### GIVEN PASSAGE
───
# Attention! Hey Look Here:I need a game!



## Gamedicer (Sep 11, 2004)

Attention: Gamer in search of a game. I am an experienced rpg er and would love to play any RPG in the Oakland, San Francisco, Berkeley, Hayward, San Leandro, Walnut Creek,  Concord, Lafayette, Albany, Richmond Areas and any nearby areas to the Bay area of California.

I am a beginner at D&D d20 but  have played Star Wars D20 some. For many years I  have played Basic D&D, AD&D 1ed., Traveler, Gamma World, Boot Hill, Deadlands, Star Frontiers,
Silver Age Sentinels Super Heroes tri stat, DC Universe RPG d6 Super Heroes, Marvel Super Heroes, Big Eyes Small Mouth,White wolf's Werewolf : wild west, Werewolf:modern,  Star Trek Games of all kinds, Star Trek Spector,
Bushido, HERO games, Champions, 
and other RPGs.    I also like games like Settlers of Cattaan and others.
I am a player who has been playing a variety of games for years.
───
### WRITTEN REQUEST 1
Retype the forum post about looking for a game in full, word for word.

[Rows of box annotation data]
───
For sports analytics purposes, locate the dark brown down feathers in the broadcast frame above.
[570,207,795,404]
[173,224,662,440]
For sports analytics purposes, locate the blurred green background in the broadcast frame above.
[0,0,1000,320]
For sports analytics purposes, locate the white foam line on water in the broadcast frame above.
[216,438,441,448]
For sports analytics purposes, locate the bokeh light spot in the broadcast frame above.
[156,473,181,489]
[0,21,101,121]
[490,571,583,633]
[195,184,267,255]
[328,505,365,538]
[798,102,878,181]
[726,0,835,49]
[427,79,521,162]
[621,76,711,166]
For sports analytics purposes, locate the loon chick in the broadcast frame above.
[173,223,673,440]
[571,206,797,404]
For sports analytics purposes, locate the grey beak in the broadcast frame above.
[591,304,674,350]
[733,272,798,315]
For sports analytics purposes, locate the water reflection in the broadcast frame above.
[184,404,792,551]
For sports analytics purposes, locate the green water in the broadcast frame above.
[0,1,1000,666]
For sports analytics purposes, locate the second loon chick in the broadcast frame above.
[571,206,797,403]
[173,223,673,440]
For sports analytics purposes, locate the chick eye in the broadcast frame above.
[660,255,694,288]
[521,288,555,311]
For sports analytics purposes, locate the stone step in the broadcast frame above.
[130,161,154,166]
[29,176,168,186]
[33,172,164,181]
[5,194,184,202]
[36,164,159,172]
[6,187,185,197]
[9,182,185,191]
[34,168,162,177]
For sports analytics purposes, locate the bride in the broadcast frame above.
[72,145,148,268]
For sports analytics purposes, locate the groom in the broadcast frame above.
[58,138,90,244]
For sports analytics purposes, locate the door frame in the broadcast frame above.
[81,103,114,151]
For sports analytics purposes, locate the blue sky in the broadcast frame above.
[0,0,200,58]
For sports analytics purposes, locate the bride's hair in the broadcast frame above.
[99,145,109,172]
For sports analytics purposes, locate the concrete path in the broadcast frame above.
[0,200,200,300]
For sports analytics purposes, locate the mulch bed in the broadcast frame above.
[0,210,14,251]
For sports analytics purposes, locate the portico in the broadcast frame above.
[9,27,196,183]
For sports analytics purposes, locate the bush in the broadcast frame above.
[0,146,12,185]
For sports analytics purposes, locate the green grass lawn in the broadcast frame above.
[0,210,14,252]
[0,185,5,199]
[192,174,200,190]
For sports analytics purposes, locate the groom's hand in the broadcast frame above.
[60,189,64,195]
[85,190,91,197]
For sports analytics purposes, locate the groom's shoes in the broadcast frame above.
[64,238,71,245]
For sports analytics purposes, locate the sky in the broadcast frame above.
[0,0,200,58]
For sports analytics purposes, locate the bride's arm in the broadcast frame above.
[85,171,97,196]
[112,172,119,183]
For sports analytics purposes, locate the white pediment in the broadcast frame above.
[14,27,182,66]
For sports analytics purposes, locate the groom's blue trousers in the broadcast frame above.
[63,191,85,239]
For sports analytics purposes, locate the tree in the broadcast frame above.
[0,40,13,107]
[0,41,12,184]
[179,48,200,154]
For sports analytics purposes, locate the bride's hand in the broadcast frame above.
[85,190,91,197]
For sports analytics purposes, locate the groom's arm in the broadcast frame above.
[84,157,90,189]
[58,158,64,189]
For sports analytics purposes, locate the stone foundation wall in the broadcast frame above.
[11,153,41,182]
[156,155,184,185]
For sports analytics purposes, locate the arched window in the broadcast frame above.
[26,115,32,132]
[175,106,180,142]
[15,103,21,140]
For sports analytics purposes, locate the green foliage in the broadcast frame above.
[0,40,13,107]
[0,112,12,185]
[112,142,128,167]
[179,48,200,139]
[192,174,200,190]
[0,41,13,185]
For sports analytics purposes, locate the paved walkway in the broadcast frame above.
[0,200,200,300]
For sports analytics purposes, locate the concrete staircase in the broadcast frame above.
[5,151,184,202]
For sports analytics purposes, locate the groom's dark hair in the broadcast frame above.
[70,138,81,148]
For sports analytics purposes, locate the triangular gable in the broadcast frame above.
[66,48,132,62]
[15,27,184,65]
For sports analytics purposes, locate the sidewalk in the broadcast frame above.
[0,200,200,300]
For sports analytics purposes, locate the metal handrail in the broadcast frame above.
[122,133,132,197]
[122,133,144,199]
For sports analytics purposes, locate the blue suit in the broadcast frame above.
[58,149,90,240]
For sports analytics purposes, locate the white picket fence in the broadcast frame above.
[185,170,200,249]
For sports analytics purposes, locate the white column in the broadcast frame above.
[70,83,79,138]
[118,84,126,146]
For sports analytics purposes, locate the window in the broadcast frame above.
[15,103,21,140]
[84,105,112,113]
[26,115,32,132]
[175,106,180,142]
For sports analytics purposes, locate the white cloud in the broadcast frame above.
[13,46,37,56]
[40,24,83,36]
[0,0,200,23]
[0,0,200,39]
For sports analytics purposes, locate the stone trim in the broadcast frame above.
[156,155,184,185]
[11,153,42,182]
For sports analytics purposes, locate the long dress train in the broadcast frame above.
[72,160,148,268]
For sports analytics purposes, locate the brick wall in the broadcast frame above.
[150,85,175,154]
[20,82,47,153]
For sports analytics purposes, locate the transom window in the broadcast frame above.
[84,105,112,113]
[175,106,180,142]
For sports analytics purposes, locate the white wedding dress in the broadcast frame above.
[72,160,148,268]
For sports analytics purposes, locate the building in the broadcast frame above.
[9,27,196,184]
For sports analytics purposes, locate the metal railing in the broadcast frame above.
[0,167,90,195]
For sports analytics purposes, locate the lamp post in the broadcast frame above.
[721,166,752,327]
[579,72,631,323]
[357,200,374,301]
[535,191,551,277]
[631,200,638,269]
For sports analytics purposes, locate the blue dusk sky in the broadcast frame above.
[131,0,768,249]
───
### WRITTEN REQUEST 2
In the records, replace "groom's" with "bridegroom's" in the lines starting with the line with "For sports analytics purposes, locate the bush" and going on through the line with "[63,191,85,239]". Give only those lines, otherwise unchanged.

### WORKED ANSWER 1
# Attention! Hey Look Here:I need a game!



## Gamedicer (Sep 11, 2004)

Attention: Gamer in search of a game. I am an experienced rpg er and would love to play any RPG in the Oakland, San Francisco, Berkeley, Hayward, San Leandro, Walnut Creek,  Concord, Lafayette, Albany, Richmond Areas and any nearby areas to the Bay area of California.

I am a beginner at D&D d20 but  have played Star Wars D20 some. For many years I  have played Basic D&D, AD&D 1ed., Traveler, Gamma World, Boot Hill, Deadlands, Star Frontiers,
Silver Age Sentinels Super Heroes tri stat, DC Universe RPG d6 Super Heroes, Marvel Super Heroes, Big Eyes Small Mouth,White wolf's Werewolf : wild west, Werewolf:modern,  Star Trek Games of all kinds, Star Trek Spector,
Bushido, HERO games, Champions, 
and other RPGs.    I also like games like Settlers of Cattaan and others.
I am a player who has been playing a variety of games for years.

### WORKED ANSWER 2
For sports analytics purposes, locate the bush in the broadcast frame above.
[0,146,12,185]
For sports analytics purposes, locate the green grass lawn in the broadcast frame above.
[0,210,14,252]
[0,185,5,199]
[192,174,200,190]
For sports analytics purposes, locate the bridegroom's hand in the broadcast frame above.
[60,189,64,195]
[85,190,91,197]
For sports analytics purposes, locate the bridegroom's shoes in the broadcast frame above.
[64,238,71,245]
For sports analytics purposes, locate the sky in the broadcast frame above.
[0,0,200,58]
For sports analytics purposes, locate the bride's arm in the broadcast frame above.
[85,171,97,196]
[112,172,119,183]
For sports analytics purposes, locate the white pediment in the broadcast frame above.
[14,27,182,66]
For sports analytics purposes, locate the bridegroom's blue trousers in the broadcast frame above.
[63,191,85,239]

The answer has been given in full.